*Task material*
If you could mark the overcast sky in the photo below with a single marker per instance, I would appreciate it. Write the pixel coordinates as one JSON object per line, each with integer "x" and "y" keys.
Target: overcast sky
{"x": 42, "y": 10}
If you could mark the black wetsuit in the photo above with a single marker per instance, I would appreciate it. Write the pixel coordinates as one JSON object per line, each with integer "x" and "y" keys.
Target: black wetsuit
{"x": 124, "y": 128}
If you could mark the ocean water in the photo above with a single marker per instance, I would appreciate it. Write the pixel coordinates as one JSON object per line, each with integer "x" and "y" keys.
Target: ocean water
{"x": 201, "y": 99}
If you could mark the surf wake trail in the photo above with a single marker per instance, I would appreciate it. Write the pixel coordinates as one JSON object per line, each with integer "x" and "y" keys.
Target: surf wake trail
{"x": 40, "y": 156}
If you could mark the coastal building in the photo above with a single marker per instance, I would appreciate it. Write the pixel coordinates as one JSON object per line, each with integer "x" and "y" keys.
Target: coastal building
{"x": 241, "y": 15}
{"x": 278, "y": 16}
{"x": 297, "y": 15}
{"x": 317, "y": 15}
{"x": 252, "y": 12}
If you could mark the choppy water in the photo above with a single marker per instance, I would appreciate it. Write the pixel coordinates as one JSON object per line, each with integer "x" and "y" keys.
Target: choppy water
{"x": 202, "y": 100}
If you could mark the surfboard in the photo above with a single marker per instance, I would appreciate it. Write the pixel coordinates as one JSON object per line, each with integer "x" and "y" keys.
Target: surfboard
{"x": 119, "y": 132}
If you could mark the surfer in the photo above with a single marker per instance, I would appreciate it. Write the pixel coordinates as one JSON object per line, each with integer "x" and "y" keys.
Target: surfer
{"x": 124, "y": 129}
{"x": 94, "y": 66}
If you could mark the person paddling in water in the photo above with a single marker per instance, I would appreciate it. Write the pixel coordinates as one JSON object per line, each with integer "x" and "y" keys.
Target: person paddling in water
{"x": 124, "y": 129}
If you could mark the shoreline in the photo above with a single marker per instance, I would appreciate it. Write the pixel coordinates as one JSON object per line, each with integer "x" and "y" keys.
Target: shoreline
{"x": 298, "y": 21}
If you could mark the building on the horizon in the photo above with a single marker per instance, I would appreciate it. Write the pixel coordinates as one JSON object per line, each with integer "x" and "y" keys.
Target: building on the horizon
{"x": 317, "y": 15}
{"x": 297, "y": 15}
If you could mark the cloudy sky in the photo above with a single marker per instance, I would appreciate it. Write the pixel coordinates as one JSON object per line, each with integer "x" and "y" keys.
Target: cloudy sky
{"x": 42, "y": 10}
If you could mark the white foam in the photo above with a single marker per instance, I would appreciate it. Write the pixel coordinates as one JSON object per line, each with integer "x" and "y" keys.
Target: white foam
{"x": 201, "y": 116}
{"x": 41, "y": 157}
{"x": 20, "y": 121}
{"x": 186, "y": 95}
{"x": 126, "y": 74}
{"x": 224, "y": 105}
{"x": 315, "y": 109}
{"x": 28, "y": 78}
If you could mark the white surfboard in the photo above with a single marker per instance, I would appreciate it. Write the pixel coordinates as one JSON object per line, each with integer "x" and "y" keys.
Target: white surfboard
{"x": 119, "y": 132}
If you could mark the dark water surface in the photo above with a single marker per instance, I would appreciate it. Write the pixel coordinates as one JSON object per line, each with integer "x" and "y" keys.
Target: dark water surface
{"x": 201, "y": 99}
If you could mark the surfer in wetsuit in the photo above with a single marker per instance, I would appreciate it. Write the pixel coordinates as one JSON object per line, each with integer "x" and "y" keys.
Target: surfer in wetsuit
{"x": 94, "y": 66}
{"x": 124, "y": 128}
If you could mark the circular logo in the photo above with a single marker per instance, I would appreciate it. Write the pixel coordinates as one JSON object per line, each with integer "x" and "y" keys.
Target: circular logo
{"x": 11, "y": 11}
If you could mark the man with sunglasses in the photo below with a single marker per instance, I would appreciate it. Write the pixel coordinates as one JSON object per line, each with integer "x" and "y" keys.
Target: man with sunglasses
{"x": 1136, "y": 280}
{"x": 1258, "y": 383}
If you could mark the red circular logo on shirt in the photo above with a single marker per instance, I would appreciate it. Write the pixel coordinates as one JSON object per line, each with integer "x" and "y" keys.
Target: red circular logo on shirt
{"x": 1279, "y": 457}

*What you are asked to do*
Scan the data for lines containing "below" and copy all of them.

*Exercise response*
If you could mark the overcast sky in the photo below with a single marker per instance, I would appreciate it. Write the pixel coordinates as one JSON object per line, each with integer "x" and "y" keys.
If you could mark the man with sunglasses in the photo below with a single marker per instance, I would appreciate it. Write the pixel coordinates as one JSON object per line, each with integer "x" and "y" keys.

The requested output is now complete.